* Work instructions *
Using the material that follows, work out how many lines include the word "tunnel". Your answer should be that number only.

* Data listing *
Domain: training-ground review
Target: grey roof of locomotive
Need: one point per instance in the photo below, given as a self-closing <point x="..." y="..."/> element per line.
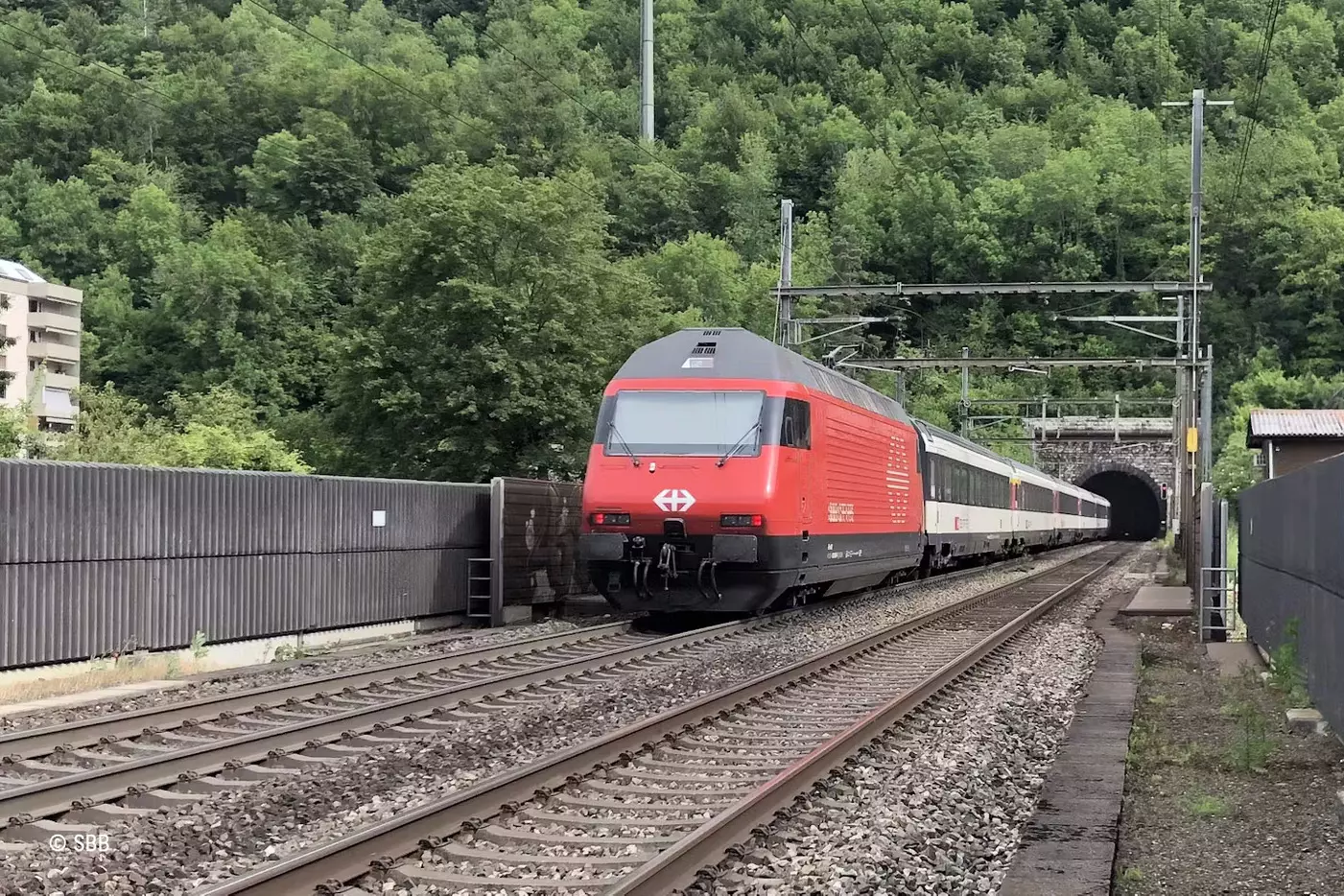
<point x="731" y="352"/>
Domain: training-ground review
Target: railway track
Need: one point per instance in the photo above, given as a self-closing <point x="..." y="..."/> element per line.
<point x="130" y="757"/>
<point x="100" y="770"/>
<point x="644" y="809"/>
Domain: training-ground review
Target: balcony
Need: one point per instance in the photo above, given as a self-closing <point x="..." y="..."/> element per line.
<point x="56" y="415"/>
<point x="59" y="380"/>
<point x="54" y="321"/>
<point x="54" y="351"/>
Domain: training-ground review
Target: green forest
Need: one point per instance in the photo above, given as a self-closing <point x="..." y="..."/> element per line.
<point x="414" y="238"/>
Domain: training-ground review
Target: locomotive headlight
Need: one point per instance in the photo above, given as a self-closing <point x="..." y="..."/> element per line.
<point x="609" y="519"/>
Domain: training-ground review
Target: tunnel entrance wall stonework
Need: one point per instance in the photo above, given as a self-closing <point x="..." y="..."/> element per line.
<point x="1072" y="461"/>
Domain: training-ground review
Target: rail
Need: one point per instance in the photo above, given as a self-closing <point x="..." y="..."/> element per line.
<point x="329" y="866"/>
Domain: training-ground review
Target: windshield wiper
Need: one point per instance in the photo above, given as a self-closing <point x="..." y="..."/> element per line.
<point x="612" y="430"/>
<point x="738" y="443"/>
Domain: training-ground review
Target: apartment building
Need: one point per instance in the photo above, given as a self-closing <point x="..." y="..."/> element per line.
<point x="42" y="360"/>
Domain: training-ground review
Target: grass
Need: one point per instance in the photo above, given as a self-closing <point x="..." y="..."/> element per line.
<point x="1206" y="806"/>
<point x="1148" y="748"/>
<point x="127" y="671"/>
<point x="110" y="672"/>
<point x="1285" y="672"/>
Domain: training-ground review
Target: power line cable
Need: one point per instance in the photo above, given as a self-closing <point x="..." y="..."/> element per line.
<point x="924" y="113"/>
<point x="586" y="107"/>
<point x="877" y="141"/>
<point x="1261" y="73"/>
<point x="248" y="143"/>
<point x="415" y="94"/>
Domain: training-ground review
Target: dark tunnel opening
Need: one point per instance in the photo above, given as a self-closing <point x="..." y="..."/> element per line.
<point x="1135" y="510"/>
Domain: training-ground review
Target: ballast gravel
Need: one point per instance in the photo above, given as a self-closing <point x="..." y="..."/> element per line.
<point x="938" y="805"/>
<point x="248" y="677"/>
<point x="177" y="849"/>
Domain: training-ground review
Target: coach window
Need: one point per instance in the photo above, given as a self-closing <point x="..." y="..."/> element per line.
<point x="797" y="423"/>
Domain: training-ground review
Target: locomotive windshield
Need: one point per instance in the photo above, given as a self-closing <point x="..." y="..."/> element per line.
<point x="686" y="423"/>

* Written answer *
2